→ Excerpted text
###

# Ky-Ko Stirling fan



## creast (Feb 19, 2013)

Hi folks,
I have only just joined HMEM after constructing my first stirling project. It took a while to get sorted but has now given me the engine building bug.
[ame]http://www.youtube.com/watch?v=V70hjOBuTKU[/ame]
http://grabcad.com/library/ky-ko-stirling-engine-fan
Currently I am building the Kerzel H&M engine which has given me some grief as it still does not run but I hope to resolve that soon!

Cheers!


----------



## idahoan (Feb 19, 2013)

Nice job!

I have a soft spot for hot air fans.

Dave


----------



## Hopper (Feb 19, 2013)

Nice job. And thanks for the links to the plans, just what I was looking for.


----------



## Hopper (Feb 19, 2013)

Oops, just downloaded the PDF plans and instructions from the link you provided and it seems to be missing the second page, page 494.

###

→ Data excerpts
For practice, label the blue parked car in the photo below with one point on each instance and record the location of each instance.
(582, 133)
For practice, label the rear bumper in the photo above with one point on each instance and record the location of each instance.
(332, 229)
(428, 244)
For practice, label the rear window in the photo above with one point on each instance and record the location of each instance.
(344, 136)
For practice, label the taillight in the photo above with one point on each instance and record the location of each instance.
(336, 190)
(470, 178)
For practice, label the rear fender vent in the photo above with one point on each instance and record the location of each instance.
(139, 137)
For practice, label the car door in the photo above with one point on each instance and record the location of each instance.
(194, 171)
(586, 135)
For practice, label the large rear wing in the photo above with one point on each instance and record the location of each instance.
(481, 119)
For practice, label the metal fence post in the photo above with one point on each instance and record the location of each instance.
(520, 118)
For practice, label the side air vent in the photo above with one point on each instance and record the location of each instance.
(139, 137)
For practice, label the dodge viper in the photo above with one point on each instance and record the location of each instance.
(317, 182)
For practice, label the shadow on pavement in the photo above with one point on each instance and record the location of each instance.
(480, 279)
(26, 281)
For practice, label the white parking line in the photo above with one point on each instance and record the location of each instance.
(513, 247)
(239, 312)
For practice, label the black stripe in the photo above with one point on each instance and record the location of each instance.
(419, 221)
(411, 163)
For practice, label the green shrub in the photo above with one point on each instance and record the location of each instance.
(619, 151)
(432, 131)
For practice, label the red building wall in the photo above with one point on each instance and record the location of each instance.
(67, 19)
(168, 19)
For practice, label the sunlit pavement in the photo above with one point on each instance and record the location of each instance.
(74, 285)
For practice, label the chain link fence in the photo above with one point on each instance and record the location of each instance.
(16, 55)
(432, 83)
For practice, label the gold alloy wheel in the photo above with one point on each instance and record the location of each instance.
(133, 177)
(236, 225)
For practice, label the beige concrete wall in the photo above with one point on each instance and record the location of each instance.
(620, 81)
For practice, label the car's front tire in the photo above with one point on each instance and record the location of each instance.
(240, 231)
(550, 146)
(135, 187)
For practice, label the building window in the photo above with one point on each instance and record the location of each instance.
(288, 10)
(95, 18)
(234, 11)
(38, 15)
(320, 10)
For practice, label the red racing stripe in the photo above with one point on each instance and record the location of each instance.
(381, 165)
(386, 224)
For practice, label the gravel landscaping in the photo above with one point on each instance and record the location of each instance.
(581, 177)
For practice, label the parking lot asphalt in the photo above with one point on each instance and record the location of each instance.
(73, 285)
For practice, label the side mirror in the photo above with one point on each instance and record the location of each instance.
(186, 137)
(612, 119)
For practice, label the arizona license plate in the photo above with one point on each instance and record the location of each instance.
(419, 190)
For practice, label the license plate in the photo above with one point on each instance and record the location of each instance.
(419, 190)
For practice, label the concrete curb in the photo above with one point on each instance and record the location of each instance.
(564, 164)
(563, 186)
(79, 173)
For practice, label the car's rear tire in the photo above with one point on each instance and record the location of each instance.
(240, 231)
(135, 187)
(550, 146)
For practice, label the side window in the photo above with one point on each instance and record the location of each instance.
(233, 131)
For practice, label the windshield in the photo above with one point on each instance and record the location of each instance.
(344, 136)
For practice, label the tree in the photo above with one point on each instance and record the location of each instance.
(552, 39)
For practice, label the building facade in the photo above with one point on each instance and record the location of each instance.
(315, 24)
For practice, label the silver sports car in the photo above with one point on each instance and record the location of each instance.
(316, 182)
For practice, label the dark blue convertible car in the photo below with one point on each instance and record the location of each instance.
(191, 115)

###

→ Written problem 1
In the forum thread about the Ky-Ko Stirling fan, which engine does creast say he is currently building?
→ Written problem 2
Continue the forum thread about the Ky-Ko Stirling fan from its last post.
The entries come from a different source than the forum thread about the Ky-Ko Stirling fan.

→ Exercise response 1
The Kerzel H&M engine.

→ Exercise response 2
It looks like the first page has been scanned twice and the second page missed altogether.
Got a scan of page 494 you can share? The reading was just getting interesting about how to line-bore the A-frames and turn the page and its not there. Enquring minds want to  know!
(And I am sitting here in 100F sweltering so a fan project sounds pretty good!)
Thanks
Hopper


----------



## aarggh (Feb 20, 2013)

Love it! Fantastic job! It looks very smooth running judging by the amount of time the fan spun after the flame was removed.

cheers, Ian


----------



## creast (Feb 20, 2013)

Thanks for the kind words.
Attached is the missing page. I will add to the GrabCad site too.
Regards
Rich 

View attachment Missing page 494.pdf


----------



## Chriske (Feb 20, 2013)

Hi,

I visited CrabCAD in the past. Don't know about other engines but most of the Stirling engines drawings are not complete, so be aware..!

This one looks great..!

Thanks Rich

Chris


----------



## Hopper (Feb 20, 2013)

creast said:


> Thanks for the kind words.
> Attached is the missing page. I will add to the GrabCad site too.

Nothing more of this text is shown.